Module ethernet/IP NU-EP1 (à gauche) et capteur laser FS-N40 (à droite)

Une difficulté s'est néanmoins ajoutée de par notre choix d'utiliser le plus souvent des logiciels libres, et par la même occasion, des Jetson Xavier comme nano-pc : les équipements Keyence ne sont pas testés sur Linux, notre système d'exploitation privilégié pour le développement et le déploiement en production de nos solutions.

Les supports technique et commercial que nous avons contactés ont admis n’avoir jamais eu ce cas d’usage, leurs clients habituels préférant Windows.

Mais chez Psycle Research, nous avons plus d’un tour dans notre code ! Si un équipement réseau communique en TCP/IP, quel que soit l’OS, nous estimons que nous pouvons intégrer cet équipement.

Défi accepté – la qualité Keyence sur Linux et Python

Nous avons identifié deux étapes avant de pouvoir utiliser normalement le capteur laser :

  1. Détection de l'équipement sur le réseau
  2. Récupération de la valeur du capteur laser

Avant de choisir le capteur Keyence, nous avons pu valider qu'une solution Linux semblait exister pour la deuxième étape. Nous détaillons cette solution en 2ème partie.

1. Détection de l'équipement sur le réseau

Sur Windows, il est facile de détecter les capteurs Keyence et de pouvoir modifier leurs paramètres (adresse IP notamment). Cela se fait via le logiciel AutoID Network Navigator. Aucune solution similaire n'existe sur Linux. Nous avons donc eu à nous plonger dans la documentation technique (lien vers la documentation) du capteur acheté (module de communication par Ethernet NU-EP1 qui se connecte au capteur laser).

Un premier test, une fois le capteur connecté à notre nano-ordinateur via Ethernet consiste en l'inspection des paquets réseau présent sur l'interface. Le capteur étant connecté au seul port Ethernet de la Jetson, son interface est donc eth0. Avec la commande suivante, nous pouvons inspecter cette interface :

sudo tcpdump -i eth0

Nous avons alors remarqué que le capteur émettait des requêtes BOOTP. Et en effet, la documentation confirme que le capteur embarque un client BOOTP qui permet de définir une adresse IP pour communiquer avec le capteur.

En connectant le capteur directement sur notre réseau local d'entreprise, le routeur (notre box) ne semblait pas donner une IP au capteur. Nous avons donc déterminé qu'il fallait que le nano-ordinateur agisse en tant que serveur DHCP afin de répondre aux requêtes du capteur.

Après quelques essais infructueux avec le serveur DHCP déjà présent sur notre Ubuntu (DHCP ISC), nous optons pour dnsmasq, une autre solution qui s'est avérée plus simple à configurer.

[Entrées de données]
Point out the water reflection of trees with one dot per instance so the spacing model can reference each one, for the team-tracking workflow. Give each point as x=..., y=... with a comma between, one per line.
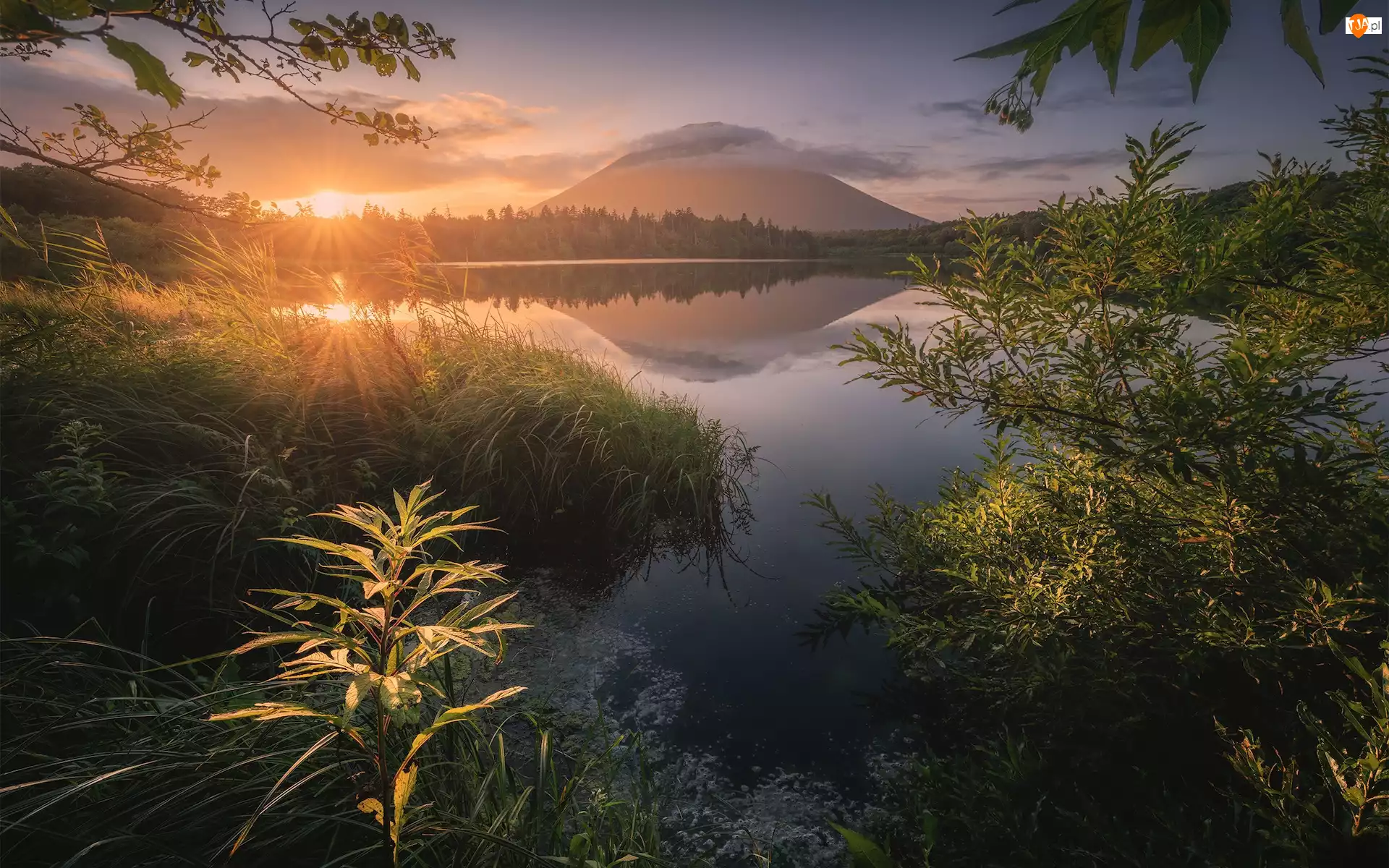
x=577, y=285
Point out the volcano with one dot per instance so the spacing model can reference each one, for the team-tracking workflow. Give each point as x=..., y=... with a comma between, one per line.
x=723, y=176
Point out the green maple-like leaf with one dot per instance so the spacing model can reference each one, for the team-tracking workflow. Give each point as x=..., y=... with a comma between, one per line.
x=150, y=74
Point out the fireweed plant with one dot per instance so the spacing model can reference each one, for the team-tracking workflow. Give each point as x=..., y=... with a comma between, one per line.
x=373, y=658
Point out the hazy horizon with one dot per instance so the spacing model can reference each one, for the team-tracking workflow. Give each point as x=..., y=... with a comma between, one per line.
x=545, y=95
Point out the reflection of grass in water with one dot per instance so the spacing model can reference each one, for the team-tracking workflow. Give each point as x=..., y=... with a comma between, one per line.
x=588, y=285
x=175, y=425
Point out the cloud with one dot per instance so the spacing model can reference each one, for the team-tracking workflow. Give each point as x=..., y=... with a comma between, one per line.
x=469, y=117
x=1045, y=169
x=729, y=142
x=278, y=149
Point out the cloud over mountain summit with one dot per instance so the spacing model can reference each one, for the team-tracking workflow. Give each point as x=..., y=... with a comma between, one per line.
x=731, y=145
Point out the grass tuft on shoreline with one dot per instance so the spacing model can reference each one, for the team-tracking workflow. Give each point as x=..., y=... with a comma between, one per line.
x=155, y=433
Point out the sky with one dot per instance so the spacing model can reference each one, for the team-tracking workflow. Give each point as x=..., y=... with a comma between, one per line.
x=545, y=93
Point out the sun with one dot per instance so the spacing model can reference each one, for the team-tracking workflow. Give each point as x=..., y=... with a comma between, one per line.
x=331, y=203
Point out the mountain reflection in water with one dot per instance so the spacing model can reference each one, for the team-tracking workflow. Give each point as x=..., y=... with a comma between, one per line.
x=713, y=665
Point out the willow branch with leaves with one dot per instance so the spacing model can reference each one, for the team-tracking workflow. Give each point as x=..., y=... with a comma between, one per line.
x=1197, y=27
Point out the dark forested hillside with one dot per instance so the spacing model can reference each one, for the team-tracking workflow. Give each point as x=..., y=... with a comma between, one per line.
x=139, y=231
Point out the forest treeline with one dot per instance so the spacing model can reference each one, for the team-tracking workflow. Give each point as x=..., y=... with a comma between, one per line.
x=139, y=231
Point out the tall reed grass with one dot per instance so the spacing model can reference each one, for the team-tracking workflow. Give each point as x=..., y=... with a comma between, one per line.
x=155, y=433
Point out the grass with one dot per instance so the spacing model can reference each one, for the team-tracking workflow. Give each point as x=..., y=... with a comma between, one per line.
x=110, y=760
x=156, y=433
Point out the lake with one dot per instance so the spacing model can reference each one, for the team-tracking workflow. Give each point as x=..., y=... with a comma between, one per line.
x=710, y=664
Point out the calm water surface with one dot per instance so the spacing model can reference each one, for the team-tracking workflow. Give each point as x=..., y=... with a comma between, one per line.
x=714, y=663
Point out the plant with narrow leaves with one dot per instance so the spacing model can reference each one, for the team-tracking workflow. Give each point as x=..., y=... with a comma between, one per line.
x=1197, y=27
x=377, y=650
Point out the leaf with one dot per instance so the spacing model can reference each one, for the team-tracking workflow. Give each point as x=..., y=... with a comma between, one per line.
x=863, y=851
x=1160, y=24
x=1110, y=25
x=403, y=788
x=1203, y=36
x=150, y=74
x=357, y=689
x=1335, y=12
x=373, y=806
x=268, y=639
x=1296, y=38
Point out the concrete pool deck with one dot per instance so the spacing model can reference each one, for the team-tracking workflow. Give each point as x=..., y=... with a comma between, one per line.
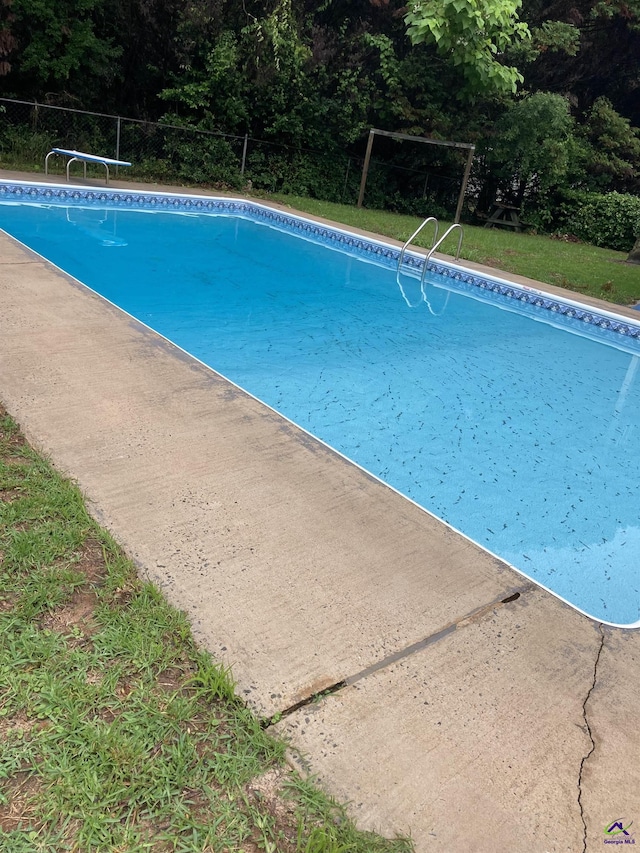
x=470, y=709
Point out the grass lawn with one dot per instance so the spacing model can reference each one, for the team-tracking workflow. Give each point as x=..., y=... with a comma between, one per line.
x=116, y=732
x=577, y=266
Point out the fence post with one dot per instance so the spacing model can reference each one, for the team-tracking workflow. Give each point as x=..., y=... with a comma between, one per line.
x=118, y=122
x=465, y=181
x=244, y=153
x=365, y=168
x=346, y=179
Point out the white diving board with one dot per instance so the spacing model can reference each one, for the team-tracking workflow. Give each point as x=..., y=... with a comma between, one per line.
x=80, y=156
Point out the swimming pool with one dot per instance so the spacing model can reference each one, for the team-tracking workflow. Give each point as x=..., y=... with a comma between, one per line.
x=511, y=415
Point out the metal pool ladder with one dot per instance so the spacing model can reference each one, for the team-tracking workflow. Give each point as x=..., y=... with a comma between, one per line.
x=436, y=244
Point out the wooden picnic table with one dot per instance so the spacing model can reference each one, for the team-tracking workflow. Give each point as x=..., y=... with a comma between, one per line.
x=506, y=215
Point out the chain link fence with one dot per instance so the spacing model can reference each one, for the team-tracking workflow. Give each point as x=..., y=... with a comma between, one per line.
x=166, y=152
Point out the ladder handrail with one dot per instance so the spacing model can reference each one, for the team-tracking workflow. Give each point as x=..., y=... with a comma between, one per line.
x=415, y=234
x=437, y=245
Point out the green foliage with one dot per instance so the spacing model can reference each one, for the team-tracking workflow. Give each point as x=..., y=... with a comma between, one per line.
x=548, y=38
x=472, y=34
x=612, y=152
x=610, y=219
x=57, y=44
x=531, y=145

...

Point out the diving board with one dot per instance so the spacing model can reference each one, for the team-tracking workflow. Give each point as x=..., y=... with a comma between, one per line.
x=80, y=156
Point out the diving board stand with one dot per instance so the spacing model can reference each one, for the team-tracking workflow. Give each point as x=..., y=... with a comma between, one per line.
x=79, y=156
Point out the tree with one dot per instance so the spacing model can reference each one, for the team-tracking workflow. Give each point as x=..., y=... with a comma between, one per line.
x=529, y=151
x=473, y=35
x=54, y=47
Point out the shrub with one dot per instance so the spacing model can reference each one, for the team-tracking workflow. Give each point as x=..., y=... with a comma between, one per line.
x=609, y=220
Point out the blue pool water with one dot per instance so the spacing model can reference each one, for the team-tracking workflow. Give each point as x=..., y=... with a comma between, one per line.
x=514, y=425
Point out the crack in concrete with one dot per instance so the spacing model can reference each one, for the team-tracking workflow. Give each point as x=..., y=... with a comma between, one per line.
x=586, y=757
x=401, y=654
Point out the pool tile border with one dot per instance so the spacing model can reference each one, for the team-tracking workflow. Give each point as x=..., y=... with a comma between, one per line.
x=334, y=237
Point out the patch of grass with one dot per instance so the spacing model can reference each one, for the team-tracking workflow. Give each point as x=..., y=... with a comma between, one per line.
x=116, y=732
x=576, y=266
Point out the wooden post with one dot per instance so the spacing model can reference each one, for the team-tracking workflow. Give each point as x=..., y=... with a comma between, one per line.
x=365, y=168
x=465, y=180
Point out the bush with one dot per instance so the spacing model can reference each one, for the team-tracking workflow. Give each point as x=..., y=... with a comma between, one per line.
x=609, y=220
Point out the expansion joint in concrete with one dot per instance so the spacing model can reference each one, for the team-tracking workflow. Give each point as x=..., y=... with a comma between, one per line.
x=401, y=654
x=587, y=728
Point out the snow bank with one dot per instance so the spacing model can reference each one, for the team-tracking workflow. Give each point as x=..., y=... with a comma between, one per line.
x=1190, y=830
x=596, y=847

## [QUESTION COURTE A]
D'après le texte sur le capteur Keyence, quel logiciel permet, sous Windows, de détecter les capteurs et de modifier leurs paramètres ?
## [QUESTION COURTE B]
Recopiez le passage du texte sur le capteur Keyence qui commence par les mots « Une difficulté s'est » et s'achève sur « de nos solutions. ».
Les lignes forment un matériau distinct du texte sur le capteur Keyence.

## [RÉPONSE COMPLÈTE A]
Le logiciel AutoID Network Navigator.

## [RÉPONSE COMPLÈTE B]
Une difficulté s'est néanmoins ajoutée de par notre choix d'utiliser le plus souvent des logiciels libres, et par la même occasion, des Jetson Xavier comme nano-pc : les équipements Keyence ne sont pas testés sur Linux, notre système d'exploitation privilégié pour le développement et le déploiement en production de nos solutions.